◆ **WHAT THE TASK ASKS**:
Would you print the entire listing exactly, leaving nothing out?
◆ ◆ ◆ ◆ ◆
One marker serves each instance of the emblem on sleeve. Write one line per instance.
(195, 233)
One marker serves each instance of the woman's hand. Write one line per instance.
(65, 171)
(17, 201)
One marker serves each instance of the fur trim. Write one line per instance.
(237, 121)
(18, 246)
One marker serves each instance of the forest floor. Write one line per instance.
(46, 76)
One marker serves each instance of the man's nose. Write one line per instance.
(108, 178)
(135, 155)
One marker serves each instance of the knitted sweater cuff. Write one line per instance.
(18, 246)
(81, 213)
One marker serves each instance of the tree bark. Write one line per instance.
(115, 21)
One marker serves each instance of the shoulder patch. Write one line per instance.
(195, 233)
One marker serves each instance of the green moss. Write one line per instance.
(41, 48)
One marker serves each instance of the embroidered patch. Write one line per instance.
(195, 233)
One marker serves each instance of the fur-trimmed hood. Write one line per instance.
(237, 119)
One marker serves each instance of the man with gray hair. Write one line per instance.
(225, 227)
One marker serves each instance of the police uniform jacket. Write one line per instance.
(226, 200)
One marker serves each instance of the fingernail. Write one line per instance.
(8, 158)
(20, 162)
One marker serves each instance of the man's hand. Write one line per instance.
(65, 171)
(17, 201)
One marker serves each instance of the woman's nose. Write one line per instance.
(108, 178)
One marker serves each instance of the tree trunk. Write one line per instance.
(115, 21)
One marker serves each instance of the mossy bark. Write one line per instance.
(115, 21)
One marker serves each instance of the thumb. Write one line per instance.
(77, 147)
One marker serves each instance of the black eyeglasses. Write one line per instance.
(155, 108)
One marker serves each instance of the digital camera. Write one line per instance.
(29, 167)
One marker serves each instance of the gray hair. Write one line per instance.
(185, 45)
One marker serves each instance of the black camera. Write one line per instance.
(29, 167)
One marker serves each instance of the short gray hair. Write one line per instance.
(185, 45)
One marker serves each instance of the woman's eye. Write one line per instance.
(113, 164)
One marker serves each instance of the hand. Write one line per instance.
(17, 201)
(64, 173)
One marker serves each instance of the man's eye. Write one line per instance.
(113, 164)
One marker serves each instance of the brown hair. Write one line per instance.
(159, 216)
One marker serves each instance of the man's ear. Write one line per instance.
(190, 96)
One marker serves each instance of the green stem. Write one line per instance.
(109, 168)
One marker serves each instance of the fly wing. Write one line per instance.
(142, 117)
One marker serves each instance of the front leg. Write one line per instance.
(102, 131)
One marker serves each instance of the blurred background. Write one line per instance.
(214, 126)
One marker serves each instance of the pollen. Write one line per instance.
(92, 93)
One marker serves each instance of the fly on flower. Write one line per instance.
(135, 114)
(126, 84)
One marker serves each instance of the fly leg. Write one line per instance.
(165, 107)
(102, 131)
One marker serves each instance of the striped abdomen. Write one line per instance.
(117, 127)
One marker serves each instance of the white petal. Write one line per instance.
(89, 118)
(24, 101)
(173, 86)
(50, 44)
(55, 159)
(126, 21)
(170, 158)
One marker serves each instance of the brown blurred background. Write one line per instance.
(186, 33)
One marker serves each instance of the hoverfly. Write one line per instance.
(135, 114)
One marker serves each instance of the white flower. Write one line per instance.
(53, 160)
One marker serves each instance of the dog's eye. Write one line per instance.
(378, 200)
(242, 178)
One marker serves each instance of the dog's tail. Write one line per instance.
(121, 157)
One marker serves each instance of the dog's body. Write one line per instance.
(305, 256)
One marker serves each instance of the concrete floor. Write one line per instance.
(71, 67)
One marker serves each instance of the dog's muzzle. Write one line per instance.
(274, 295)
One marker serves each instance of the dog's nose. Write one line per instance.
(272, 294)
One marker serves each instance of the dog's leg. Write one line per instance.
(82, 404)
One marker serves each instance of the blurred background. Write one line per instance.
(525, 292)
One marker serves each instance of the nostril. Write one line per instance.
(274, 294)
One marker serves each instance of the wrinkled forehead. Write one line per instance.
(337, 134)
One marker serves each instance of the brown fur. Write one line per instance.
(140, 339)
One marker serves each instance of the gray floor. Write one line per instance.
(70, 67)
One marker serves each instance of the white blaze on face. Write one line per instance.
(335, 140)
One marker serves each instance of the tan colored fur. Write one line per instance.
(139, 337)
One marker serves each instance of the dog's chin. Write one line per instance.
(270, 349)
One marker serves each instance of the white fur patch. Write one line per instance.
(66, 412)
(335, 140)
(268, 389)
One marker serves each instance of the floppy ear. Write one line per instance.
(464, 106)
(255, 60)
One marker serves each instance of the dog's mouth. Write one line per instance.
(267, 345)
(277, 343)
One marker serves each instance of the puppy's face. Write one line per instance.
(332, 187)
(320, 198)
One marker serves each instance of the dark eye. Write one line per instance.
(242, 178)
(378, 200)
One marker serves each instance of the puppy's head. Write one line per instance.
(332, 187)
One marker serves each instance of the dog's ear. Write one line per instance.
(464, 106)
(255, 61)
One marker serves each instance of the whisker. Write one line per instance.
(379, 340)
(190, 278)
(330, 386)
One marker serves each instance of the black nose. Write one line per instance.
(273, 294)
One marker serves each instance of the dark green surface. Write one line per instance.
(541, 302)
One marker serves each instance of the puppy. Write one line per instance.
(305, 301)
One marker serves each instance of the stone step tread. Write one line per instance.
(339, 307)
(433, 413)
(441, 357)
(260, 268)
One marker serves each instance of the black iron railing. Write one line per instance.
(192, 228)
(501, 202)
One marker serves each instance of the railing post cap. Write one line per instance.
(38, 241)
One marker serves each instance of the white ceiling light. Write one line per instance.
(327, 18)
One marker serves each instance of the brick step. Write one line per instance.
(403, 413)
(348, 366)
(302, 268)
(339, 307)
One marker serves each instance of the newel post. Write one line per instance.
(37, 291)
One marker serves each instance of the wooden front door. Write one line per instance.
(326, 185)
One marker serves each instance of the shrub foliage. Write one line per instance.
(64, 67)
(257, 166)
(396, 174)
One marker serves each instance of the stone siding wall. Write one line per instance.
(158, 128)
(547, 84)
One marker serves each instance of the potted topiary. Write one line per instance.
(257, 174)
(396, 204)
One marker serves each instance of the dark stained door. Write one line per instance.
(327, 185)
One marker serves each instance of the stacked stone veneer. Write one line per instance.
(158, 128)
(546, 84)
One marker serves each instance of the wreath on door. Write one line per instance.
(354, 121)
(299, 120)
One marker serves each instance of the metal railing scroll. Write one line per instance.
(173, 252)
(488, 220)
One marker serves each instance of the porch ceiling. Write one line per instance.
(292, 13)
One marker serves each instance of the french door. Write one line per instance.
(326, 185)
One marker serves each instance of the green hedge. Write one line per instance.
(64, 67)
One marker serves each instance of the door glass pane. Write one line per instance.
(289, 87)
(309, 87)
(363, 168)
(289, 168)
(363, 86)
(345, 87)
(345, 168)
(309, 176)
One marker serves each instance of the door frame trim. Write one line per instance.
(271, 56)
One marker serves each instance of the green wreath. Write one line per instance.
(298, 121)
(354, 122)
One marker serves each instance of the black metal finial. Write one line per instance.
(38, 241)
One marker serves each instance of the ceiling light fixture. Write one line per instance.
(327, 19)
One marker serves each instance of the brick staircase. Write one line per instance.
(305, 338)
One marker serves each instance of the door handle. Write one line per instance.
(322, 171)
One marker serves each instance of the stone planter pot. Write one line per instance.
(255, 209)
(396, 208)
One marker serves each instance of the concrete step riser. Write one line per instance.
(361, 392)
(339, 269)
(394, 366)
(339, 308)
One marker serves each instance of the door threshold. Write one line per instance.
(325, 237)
◆ ◆ ◆ ◆ ◆
◆ **RESPONSE AREA**:
One marker serves each instance of the emblem on sleeve. Write one line per instance.
(195, 233)
One marker serves each instance of the woman's hand. Write one line per instance.
(65, 171)
(17, 201)
One marker serves each instance of the fur trim. Write one line per instance.
(237, 121)
(18, 246)
One marker serves each instance of the forest floor. Write one line per instance.
(46, 76)
One marker serves each instance of the man's nose. Write one line per instance.
(108, 178)
(135, 155)
One marker serves each instance of the knitted sweater cuff. Write one line per instance.
(18, 246)
(81, 213)
One marker serves each instance of the tree bark. Write one line per instance.
(115, 21)
One marker serves each instance of the shoulder patch. Write one line per instance.
(195, 233)
One marker serves each instance of the green moss. Write one line per instance.
(41, 48)
One marker serves each instance of the embroidered patch. Write one line per instance.
(195, 233)
One marker serves each instance of the fur-trimmed hood. Write one line per instance.
(237, 119)
One marker serves each instance of the man with gray hair. Write one line per instance.
(225, 227)
One marker serves each instance of the police uniform jacket. Write one line per instance.
(226, 200)
One marker serves each instance of the fingernail. Write one line per instance.
(8, 158)
(20, 162)
One marker serves each instance of the man's hand. Write one line per instance.
(65, 171)
(17, 201)
One marker serves each instance of the woman's nose. Write one line per instance.
(108, 178)
One marker serves each instance of the tree trunk. Write one line per instance.
(115, 21)
One marker serves each instance of the mossy bark. Write one line per instance.
(115, 21)
One marker serves each instance of the thumb. Write one line per instance.
(77, 147)
One marker serves each instance of the black eyeglasses. Write one line per instance.
(155, 108)
One marker serves each instance of the digital camera. Write one line per instance.
(29, 167)
One marker serves each instance of the gray hair. Write one line per instance.
(185, 45)
One marker serves each instance of the black camera. Write one line per instance.
(29, 167)
One marker serves each instance of the short gray hair. Write one line per instance.
(185, 45)
One marker serves each instance of the woman's eye. Write one line per instance.
(113, 164)
One marker serves each instance of the hand. Write one line per instance.
(17, 201)
(64, 173)
One marker serves each instance of the man's eye. Write one line per instance.
(113, 164)
One marker serves each instance of the brown hair. Write one line per instance.
(159, 216)
One marker serves each instance of the man's ear. Write one line per instance.
(190, 96)
One marker serves each instance of the green stem. Write one line per instance.
(109, 168)
One marker serves each instance of the fly wing. Write one line per instance.
(142, 117)
One marker serves each instance of the front leg. Write one line per instance.
(102, 131)
One marker serves each instance of the blurred background. Write one line per instance.
(214, 126)
One marker serves each instance of the pollen. Write one line per instance.
(92, 93)
One marker serves each instance of the fly on flower. Write one line per instance.
(135, 114)
(126, 84)
One marker serves each instance of the fly leg. Write one line per instance.
(165, 107)
(102, 131)
One marker serves each instance of the striped abdomen. Write one line per instance.
(117, 127)
One marker serves each instance of the white petal. Write one line per instance.
(89, 118)
(24, 101)
(173, 86)
(50, 44)
(55, 159)
(126, 21)
(170, 158)
One marker serves each instance of the brown blurred background. Write one line per instance.
(186, 33)
One marker serves each instance of the hoverfly. Write one line per instance.
(135, 114)
One marker serves each instance of the white flower. Write one line per instance.
(53, 160)
One marker serves each instance of the dog's eye. Write one line per instance.
(378, 200)
(242, 178)
One marker serves each instance of the dog's tail. Write one line per instance.
(121, 157)
One marker serves each instance of the dog's body. Write one line per instance.
(305, 256)
One marker serves each instance of the concrete floor. Write one line per instance.
(71, 67)
One marker serves each instance of the dog's muzzle. Write one line per instance.
(274, 295)
One marker serves each instance of the dog's nose. Write one line per instance.
(272, 294)
One marker serves each instance of the dog's leg. Write one line per instance.
(82, 404)
One marker serves each instance of the blurred background. Write one line per instance.
(525, 292)
One marker serves each instance of the nostril. Write one line per instance.
(274, 294)
One marker serves each instance of the wrinkled forehead. Write one line per instance.
(337, 134)
One marker serves each instance of the brown fur. Write one line per instance.
(140, 339)
One marker serves each instance of the gray floor. Write one line per instance.
(70, 67)
One marker serves each instance of the white blaze on face. Write one line per instance.
(335, 140)
One marker serves each instance of the tan colored fur. Write one line per instance.
(139, 337)
One marker serves each instance of the dog's chin. Write one line per instance.
(270, 349)
One marker serves each instance of the white fur patch. Write one line per instance.
(66, 412)
(335, 140)
(268, 389)
One marker serves each instance of the floppy ear. Write one line per instance.
(464, 106)
(255, 60)
One marker serves each instance of the dog's mouth. Write one line per instance.
(267, 345)
(277, 343)
One marker serves each instance of the puppy's face. Write one line per instance.
(332, 187)
(320, 198)
One marker serves each instance of the dark eye. Write one line per instance.
(242, 178)
(378, 200)
One marker serves each instance of the puppy's head. Write one line per instance.
(332, 187)
One marker serves each instance of the dog's ear. Write one line per instance.
(464, 106)
(255, 61)
One marker serves each instance of the whisker. Write one line per instance.
(379, 340)
(190, 278)
(330, 386)
One marker serves each instance of the black nose. Write one line per instance.
(273, 294)
One marker serves each instance of the dark green surface. Write one line per instance.
(541, 302)
One marker serves each instance of the puppy. Write one line per instance.
(305, 301)
One marker serves each instance of the stone step tread. Write one line per instance.
(339, 307)
(433, 413)
(441, 357)
(260, 268)
One marker serves each instance of the black iron railing. Write one line per instance.
(192, 228)
(501, 202)
One marker serves each instance of the railing post cap. Write one line per instance.
(38, 241)
One marker serves each instance of the white ceiling light. Write one line per instance.
(327, 18)
One marker serves each instance of the brick step. Write one line per instance.
(403, 413)
(348, 366)
(302, 268)
(339, 307)
One marker serves each instance of the newel post. Write one line per instance.
(37, 291)
One marker serves each instance of the wooden front door. Write one line per instance.
(326, 185)
One marker serves each instance of the shrub foliage. Write one line per instance.
(64, 67)
(257, 166)
(396, 174)
One marker serves each instance of the stone siding wall. Write one line per instance.
(158, 128)
(547, 84)
One marker serves each instance of the potted topiary. Write one line per instance.
(257, 174)
(396, 204)
One marker serves each instance of the dark stained door. Write one line per instance.
(327, 185)
One marker serves each instance of the stacked stone veneer. Write one line per instance.
(158, 128)
(546, 84)
One marker serves each instance of the wreath on door. Write one line per instance.
(354, 121)
(299, 120)
One marker serves each instance of the metal railing scroll. Write one line per instance.
(173, 252)
(488, 220)
One marker serves each instance of the porch ceiling. Write one line per instance.
(292, 13)
One marker serves each instance of the french door. Write one line per instance.
(326, 185)
One marker serves each instance of the green hedge. Write one line per instance.
(64, 67)
One marker serves each instance of the door glass pane. Write one line per instance.
(289, 87)
(309, 87)
(363, 168)
(289, 168)
(363, 86)
(345, 87)
(345, 168)
(309, 176)
One marker serves each instance of the door frame trim. Write one line per instance.
(271, 56)
One marker serves each instance of the green wreath. Write one line per instance.
(298, 121)
(354, 122)
One marker serves each instance of the black metal finial. Write one line per instance.
(38, 241)
One marker serves each instance of the ceiling light fixture. Write one line per instance.
(327, 19)
One marker serves each instance of the brick staircase. Write one line per instance.
(305, 338)
One marker serves each instance of the door handle. Write one line per instance.
(322, 171)
One marker serves each instance of the stone planter pot. Write one line per instance.
(255, 209)
(396, 208)
One marker serves each instance of the concrete step riser. Write one line per instance.
(361, 392)
(339, 269)
(394, 366)
(339, 308)
One marker serves each instance of the door threshold. Write one line per instance.
(325, 237)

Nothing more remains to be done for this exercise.